DOCUMENT
····················

- Directed by: N. D. Kothari
- Written by: Navneet
- Produced by: N. D. Kothari
- Starring: Vinod Khanna; Jasmin;
- Edited by: I. M. Kunnu
- Music by: Ravindra Jain
- Release date: 12 January 1979;
- Country: India
- Language: Hindi

= Sarkari Mehmaan =

Sarkari Mehmaan is a 1979 Bollywood crime film drama directed by N. D. Kothari. The film stars Vinod Khanna and Jasmin in lead roles.

==Plot==
Police inspector Anand is very honest, he is known for his honesty, diligence and bravery. He single-handedly captures and arrests notorious smuggler and criminal Jack, who is sentenced to several years of jail. Anand in disguise, also captures gangster Gul Khan, who is also sentenced to a long term in jail. Anand's wife Rekha is not very honest and trustworthy and has an affair with another man named Somesh. There are a lot of fights and arguments between husband and wife and Anand threatens to kill her. He starts following his wife hoping to catch her and Somesh red-handed. Shortly after that, Rekha and Somesh are found dead and Anand is arrested for their murder, though he has not killed them. To prove his innocence and to find the real murderers, he escapes from jail and surprisingly comes back face to face with his foes. Ultimately, he is proved innocent and the real murderer is arrested.

····················

EXCERPTED DATA
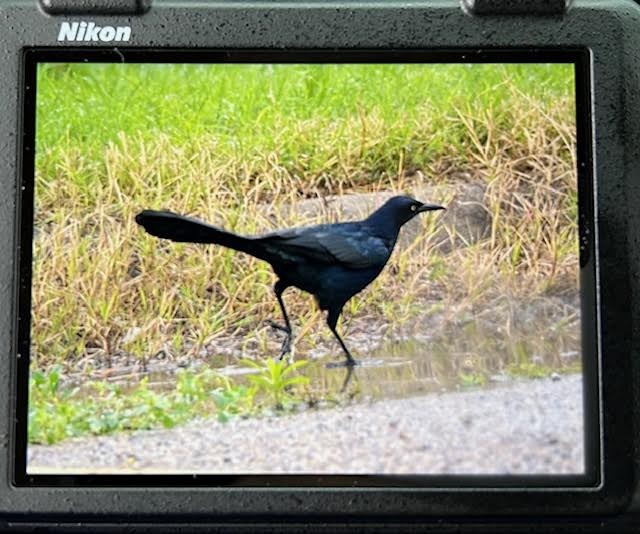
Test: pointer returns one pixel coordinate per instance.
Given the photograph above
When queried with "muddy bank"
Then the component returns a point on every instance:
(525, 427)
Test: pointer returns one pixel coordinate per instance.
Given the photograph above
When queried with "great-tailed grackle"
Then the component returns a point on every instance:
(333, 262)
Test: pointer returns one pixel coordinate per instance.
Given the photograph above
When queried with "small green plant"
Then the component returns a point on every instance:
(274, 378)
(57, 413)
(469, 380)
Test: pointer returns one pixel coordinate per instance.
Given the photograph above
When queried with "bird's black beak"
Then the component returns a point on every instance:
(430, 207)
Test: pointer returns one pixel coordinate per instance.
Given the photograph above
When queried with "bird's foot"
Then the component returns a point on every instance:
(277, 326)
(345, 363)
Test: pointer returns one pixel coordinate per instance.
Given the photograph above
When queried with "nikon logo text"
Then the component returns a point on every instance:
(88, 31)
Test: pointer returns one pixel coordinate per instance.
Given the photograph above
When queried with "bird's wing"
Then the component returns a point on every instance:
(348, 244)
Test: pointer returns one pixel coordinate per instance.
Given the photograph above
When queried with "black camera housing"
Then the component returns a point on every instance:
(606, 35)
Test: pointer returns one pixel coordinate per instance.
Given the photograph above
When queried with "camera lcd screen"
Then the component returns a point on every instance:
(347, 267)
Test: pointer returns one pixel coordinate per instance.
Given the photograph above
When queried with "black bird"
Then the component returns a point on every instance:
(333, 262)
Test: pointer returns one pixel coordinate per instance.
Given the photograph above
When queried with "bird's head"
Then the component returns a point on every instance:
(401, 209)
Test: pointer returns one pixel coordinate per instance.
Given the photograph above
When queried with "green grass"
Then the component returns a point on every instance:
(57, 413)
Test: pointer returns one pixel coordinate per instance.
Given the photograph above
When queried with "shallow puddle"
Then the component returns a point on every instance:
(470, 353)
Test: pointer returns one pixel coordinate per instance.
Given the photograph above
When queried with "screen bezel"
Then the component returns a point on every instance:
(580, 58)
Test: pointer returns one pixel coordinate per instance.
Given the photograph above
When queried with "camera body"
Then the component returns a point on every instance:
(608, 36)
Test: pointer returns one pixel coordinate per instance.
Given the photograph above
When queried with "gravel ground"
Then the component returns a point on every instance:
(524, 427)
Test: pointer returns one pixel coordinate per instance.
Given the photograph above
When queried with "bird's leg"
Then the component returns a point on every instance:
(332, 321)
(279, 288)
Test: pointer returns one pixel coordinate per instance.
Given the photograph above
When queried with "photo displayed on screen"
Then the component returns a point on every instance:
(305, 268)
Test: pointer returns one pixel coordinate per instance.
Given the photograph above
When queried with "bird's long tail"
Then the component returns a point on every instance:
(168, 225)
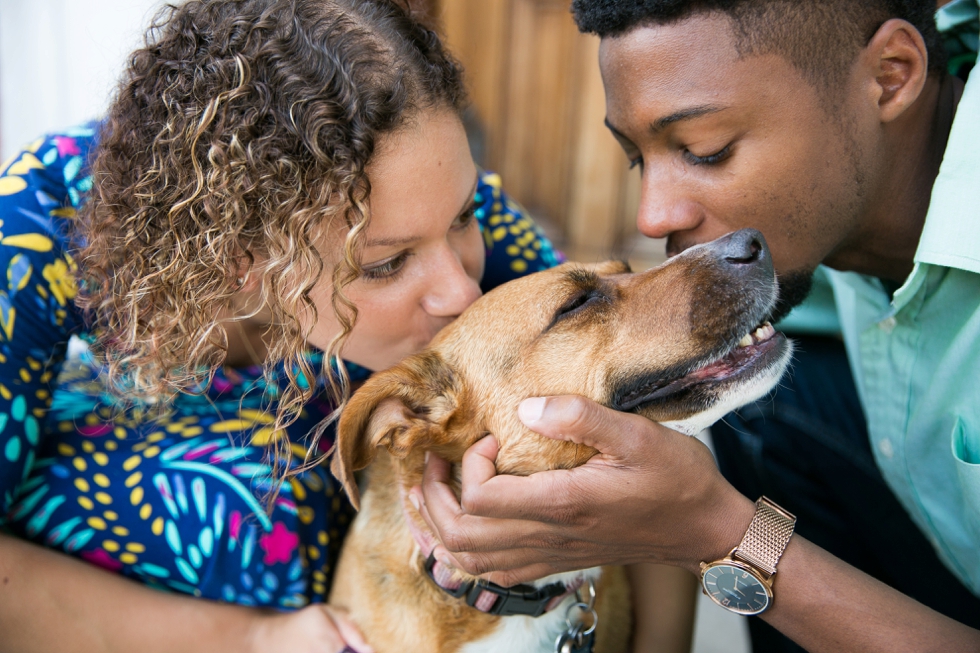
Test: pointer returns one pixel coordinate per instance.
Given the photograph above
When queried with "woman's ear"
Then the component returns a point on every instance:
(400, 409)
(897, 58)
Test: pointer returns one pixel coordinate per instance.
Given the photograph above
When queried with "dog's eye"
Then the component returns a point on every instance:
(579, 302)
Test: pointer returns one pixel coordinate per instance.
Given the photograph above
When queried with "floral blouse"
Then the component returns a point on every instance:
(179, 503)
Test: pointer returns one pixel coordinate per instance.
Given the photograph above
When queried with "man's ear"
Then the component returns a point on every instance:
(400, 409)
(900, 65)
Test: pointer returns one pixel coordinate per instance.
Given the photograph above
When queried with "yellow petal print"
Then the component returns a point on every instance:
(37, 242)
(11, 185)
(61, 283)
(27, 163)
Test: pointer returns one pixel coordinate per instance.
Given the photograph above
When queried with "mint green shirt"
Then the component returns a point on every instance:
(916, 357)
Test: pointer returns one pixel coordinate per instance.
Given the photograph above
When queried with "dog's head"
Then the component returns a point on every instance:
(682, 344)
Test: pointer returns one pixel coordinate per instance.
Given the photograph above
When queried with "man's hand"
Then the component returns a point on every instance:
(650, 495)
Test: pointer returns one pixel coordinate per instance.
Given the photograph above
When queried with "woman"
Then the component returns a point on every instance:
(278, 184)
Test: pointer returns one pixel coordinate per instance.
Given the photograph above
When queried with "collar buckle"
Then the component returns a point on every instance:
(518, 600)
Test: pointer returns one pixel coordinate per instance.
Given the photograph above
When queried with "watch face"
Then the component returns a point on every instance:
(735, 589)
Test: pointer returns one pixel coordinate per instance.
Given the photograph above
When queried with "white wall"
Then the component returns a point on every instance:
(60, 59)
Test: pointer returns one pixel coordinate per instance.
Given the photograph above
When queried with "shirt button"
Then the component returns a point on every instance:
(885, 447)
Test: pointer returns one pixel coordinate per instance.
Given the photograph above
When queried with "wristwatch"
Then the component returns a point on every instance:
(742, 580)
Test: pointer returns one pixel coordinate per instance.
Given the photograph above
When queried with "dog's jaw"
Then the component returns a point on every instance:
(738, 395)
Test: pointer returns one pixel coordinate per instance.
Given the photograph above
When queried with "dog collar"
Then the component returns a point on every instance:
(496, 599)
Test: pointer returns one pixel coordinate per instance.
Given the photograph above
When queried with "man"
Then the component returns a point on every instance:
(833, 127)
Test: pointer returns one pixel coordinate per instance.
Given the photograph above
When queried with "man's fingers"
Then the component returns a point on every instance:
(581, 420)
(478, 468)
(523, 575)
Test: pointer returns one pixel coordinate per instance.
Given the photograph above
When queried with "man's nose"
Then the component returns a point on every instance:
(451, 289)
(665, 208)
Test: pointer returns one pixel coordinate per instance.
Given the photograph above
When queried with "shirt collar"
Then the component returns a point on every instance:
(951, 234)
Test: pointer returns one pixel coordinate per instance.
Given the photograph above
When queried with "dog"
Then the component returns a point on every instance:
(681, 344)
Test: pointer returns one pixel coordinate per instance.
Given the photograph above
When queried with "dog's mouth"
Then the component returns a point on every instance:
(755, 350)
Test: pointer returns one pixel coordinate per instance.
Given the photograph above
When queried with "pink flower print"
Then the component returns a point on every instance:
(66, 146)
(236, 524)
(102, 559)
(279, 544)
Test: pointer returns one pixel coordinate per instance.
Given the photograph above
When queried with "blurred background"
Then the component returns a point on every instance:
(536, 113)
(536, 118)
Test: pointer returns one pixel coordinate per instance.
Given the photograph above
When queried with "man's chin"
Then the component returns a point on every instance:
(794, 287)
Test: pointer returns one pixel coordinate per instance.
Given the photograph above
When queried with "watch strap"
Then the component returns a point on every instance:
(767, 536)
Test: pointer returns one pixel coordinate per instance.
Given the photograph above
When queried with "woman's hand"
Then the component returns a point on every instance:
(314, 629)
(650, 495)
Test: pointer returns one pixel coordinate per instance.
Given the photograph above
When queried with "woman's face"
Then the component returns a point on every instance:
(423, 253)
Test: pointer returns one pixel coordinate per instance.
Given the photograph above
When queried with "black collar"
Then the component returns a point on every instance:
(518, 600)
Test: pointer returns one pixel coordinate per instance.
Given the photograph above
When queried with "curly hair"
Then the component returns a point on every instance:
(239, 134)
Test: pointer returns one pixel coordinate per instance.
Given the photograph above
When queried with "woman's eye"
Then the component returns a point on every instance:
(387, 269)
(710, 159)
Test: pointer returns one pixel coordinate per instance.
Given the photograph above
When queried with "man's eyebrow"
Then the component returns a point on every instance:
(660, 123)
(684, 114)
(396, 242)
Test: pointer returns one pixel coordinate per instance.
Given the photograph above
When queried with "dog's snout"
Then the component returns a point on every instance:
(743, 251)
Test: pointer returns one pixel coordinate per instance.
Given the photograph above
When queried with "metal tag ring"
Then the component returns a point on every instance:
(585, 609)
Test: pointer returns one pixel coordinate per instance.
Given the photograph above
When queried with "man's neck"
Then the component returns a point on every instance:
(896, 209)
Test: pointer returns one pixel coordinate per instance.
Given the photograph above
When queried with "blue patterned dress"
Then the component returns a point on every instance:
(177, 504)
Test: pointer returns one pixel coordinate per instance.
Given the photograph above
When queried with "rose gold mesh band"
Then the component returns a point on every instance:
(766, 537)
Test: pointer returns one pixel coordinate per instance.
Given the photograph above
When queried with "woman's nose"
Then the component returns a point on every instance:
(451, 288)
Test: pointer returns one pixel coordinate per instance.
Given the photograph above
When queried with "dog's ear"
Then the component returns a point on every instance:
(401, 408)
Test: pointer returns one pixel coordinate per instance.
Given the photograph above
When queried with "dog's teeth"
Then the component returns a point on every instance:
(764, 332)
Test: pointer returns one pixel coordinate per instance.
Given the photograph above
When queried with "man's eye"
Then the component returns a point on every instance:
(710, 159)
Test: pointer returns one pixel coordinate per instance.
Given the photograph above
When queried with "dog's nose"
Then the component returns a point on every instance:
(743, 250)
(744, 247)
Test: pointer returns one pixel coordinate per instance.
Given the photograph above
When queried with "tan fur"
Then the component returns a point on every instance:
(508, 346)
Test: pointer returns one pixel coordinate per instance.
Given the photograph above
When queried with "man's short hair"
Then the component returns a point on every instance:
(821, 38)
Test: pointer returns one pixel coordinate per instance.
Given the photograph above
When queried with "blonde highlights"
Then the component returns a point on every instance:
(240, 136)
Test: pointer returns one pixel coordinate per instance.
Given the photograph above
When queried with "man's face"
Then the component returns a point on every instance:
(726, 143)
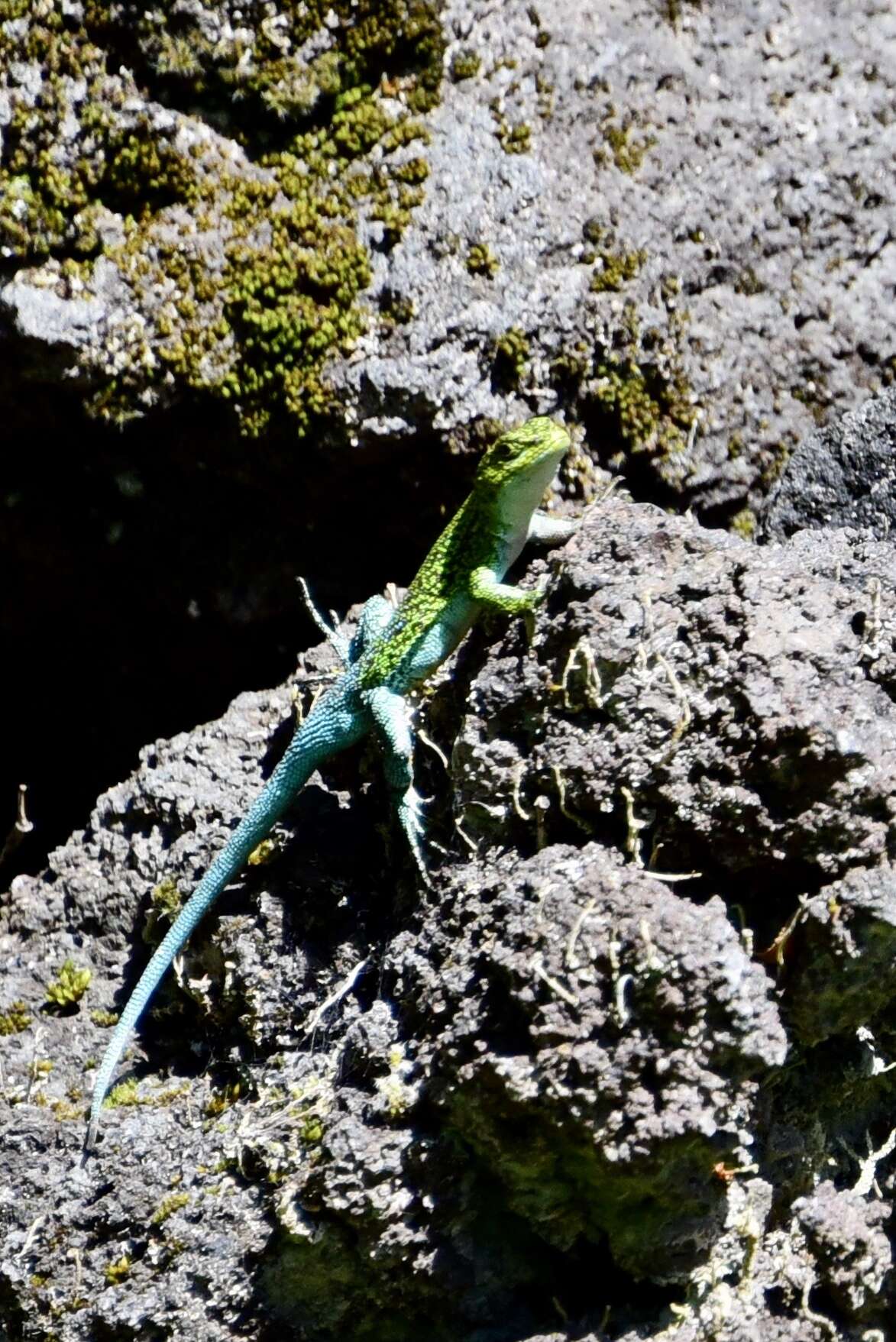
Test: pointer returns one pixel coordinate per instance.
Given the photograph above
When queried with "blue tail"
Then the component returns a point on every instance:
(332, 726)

····················

STATED PROBLEM
Please reproduce the Sarkari Mehmaan film text in full, word for word, from its credits list through the last sentence of the plot.

EXERCISE OUTPUT
- Directed by: N. D. Kothari
- Written by: Navneet
- Produced by: N. D. Kothari
- Starring: Vinod Khanna; Jasmin;
- Edited by: I. M. Kunnu
- Music by: Ravindra Jain
- Release date: 12 January 1979;
- Country: India
- Language: Hindi

= Sarkari Mehmaan =

Sarkari Mehmaan is a 1979 Bollywood crime film drama directed by N. D. Kothari. The film stars Vinod Khanna and Jasmin in lead roles.

==Plot==
Police inspector Anand is very honest, he is known for his honesty, diligence and bravery. He single-handedly captures and arrests notorious smuggler and criminal Jack, who is sentenced to several years of jail. Anand in disguise, also captures gangster Gul Khan, who is also sentenced to a long term in jail. Anand's wife Rekha is not very honest and trustworthy and has an affair with another man named Somesh. There are a lot of fights and arguments between husband and wife and Anand threatens to kill her. He starts following his wife hoping to catch her and Somesh red-handed. Shortly after that, Rekha and Somesh are found dead and Anand is arrested for their murder, though he has not killed them. To prove his innocence and to find the real murderers, he escapes from jail and surprisingly comes back face to face with his foes. Ultimately, he is proved innocent and the real murderer is arrested.